Could you gather every line in the rows below that contains the word "clouds"? Case counts.

▶ **INPUT RECORDS**:
──────────
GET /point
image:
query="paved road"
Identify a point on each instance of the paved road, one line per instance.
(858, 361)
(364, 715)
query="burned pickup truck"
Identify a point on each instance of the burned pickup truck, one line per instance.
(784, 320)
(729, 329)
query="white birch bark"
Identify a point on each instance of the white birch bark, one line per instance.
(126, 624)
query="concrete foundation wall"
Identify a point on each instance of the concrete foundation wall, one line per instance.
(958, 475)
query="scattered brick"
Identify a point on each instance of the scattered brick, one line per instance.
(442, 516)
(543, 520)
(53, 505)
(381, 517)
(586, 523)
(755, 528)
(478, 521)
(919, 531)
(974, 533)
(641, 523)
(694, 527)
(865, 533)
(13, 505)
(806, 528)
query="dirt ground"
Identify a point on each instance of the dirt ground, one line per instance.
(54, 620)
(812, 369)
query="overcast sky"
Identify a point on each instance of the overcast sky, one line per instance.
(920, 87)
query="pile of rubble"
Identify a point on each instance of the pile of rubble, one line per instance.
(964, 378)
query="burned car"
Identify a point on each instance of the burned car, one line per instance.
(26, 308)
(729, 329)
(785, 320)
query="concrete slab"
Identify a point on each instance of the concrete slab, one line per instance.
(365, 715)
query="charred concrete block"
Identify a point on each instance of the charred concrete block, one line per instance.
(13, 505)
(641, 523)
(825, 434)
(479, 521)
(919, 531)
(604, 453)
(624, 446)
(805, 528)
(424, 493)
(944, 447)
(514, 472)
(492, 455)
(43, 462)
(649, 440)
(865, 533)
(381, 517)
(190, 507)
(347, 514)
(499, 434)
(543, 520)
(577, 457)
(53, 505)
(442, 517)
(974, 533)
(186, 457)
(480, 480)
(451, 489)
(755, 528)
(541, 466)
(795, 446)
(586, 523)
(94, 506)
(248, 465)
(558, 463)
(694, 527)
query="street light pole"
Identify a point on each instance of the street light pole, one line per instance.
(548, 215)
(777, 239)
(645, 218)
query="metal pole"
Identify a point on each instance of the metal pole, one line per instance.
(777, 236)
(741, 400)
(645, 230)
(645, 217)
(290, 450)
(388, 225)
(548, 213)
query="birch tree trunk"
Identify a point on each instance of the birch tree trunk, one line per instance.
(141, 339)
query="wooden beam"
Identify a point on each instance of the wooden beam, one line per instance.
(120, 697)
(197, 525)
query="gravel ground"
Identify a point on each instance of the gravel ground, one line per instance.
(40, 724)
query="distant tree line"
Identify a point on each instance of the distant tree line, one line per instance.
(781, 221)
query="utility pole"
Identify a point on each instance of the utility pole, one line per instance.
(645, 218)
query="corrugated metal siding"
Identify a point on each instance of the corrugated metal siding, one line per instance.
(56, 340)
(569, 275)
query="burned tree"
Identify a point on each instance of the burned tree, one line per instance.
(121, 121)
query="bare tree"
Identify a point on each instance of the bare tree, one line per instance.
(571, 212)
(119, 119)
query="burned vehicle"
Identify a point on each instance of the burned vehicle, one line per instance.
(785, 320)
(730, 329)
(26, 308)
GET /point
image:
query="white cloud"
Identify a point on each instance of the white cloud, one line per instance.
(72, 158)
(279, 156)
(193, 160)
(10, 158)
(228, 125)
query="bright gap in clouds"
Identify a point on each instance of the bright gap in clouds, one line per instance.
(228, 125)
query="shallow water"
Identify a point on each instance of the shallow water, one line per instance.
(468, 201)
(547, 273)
──────────
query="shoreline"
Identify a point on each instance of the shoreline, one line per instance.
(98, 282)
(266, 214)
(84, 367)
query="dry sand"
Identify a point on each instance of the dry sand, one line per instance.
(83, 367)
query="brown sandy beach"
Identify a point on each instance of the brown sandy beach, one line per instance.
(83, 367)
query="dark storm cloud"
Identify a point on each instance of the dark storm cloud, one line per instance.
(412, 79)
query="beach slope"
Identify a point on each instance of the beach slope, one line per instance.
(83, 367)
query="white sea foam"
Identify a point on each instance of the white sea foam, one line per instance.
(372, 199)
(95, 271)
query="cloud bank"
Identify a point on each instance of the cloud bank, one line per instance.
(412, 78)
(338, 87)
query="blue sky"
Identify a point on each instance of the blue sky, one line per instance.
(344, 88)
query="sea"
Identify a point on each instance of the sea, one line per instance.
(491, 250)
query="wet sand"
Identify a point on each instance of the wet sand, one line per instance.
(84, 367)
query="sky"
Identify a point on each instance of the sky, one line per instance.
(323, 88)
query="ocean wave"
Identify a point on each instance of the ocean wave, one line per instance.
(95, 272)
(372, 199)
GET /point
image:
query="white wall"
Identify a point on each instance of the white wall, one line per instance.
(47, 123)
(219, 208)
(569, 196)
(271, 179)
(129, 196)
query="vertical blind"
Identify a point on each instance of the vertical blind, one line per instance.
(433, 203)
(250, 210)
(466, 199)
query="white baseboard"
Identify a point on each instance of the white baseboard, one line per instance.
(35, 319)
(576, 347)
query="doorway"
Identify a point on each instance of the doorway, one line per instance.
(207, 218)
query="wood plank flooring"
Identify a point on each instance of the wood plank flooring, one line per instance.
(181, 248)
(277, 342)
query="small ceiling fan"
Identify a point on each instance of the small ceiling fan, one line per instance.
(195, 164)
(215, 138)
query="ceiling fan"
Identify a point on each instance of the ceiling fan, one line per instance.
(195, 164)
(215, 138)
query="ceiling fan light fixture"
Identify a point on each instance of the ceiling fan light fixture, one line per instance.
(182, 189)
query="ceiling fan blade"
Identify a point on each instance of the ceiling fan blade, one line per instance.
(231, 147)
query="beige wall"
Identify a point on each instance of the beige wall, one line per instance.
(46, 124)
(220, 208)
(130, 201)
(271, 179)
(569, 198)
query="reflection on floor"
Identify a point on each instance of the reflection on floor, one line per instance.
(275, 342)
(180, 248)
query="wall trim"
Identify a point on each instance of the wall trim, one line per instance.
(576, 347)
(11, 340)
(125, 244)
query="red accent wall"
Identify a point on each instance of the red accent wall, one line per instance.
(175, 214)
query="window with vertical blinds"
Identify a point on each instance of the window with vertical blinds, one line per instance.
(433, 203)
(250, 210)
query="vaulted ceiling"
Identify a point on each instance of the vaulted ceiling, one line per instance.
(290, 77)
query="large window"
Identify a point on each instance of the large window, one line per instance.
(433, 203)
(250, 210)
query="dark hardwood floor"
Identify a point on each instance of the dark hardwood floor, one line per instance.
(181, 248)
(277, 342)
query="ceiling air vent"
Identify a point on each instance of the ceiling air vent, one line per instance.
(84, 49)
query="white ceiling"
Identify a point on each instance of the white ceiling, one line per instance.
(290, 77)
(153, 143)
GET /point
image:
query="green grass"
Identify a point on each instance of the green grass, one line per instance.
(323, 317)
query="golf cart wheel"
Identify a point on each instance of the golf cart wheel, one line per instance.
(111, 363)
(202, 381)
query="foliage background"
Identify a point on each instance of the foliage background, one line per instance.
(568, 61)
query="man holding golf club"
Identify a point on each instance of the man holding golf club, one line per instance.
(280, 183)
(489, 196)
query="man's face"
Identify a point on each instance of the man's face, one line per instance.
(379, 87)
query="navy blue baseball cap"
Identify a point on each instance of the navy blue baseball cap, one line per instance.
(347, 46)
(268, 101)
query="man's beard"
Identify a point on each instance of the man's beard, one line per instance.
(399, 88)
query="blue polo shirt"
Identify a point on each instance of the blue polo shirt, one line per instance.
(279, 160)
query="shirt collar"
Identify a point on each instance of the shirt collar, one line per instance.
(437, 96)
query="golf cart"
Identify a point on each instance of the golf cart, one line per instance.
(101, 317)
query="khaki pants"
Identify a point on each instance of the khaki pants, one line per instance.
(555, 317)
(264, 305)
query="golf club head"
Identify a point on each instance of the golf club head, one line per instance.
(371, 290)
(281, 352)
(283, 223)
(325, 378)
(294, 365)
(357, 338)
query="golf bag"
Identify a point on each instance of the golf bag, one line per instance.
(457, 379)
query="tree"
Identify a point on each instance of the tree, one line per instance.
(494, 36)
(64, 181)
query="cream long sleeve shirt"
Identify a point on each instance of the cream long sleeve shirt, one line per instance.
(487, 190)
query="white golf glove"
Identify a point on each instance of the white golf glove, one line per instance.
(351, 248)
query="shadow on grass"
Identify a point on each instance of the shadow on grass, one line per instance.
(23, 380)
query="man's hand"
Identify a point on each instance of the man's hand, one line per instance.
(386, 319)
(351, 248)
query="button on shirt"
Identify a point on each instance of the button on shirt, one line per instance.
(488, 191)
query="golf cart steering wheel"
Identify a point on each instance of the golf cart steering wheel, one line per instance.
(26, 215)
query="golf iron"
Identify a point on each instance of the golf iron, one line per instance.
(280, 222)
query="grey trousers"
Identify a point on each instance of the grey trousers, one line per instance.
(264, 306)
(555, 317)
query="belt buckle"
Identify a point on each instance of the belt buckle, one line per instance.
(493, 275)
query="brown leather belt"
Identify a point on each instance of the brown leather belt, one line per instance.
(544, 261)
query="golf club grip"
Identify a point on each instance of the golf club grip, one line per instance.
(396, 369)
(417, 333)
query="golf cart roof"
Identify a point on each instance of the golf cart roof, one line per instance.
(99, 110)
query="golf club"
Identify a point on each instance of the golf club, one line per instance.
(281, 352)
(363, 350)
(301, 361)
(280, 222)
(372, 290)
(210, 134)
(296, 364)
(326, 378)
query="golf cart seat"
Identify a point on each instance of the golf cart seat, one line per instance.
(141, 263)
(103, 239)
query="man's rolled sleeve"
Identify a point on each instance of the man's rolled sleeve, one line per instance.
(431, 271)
──────────
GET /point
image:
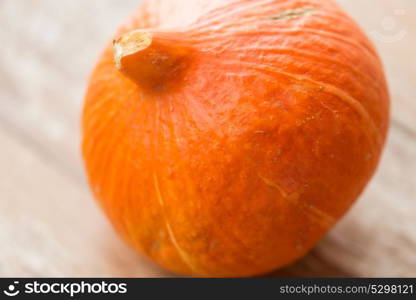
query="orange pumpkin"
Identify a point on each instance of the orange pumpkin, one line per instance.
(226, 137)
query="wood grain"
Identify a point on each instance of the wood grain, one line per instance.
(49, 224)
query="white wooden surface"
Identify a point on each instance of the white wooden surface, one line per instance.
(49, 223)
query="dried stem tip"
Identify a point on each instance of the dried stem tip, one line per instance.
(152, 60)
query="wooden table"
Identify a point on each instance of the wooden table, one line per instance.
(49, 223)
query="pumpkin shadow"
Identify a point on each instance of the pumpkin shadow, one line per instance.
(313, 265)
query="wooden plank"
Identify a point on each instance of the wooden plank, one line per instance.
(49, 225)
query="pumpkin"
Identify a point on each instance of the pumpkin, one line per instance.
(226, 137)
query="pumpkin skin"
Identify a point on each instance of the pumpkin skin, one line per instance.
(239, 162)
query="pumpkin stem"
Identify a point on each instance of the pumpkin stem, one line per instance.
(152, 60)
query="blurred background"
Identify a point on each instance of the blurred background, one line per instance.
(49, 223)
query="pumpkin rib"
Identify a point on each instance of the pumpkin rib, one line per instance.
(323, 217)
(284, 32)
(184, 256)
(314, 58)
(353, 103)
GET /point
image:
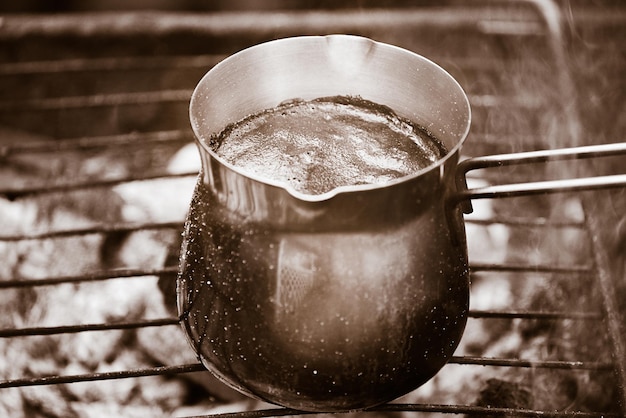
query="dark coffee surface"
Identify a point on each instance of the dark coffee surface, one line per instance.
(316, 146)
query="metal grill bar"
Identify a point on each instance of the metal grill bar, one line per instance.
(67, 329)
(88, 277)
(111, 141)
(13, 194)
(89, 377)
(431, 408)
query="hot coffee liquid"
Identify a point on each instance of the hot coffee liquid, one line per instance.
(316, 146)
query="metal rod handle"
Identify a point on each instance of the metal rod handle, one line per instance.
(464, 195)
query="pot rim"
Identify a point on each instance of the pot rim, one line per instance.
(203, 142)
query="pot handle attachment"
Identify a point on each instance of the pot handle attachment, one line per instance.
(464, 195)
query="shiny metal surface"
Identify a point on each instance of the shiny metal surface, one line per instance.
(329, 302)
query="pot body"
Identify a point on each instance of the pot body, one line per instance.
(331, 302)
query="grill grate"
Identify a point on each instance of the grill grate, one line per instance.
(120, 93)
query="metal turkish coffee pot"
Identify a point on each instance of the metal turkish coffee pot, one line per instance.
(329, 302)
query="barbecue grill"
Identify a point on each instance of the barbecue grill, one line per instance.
──────────
▶ **COMPLETED TASK**:
query="bright gap in clouds"
Identify a point on each instance of the bright gap in clouds, one line per instance.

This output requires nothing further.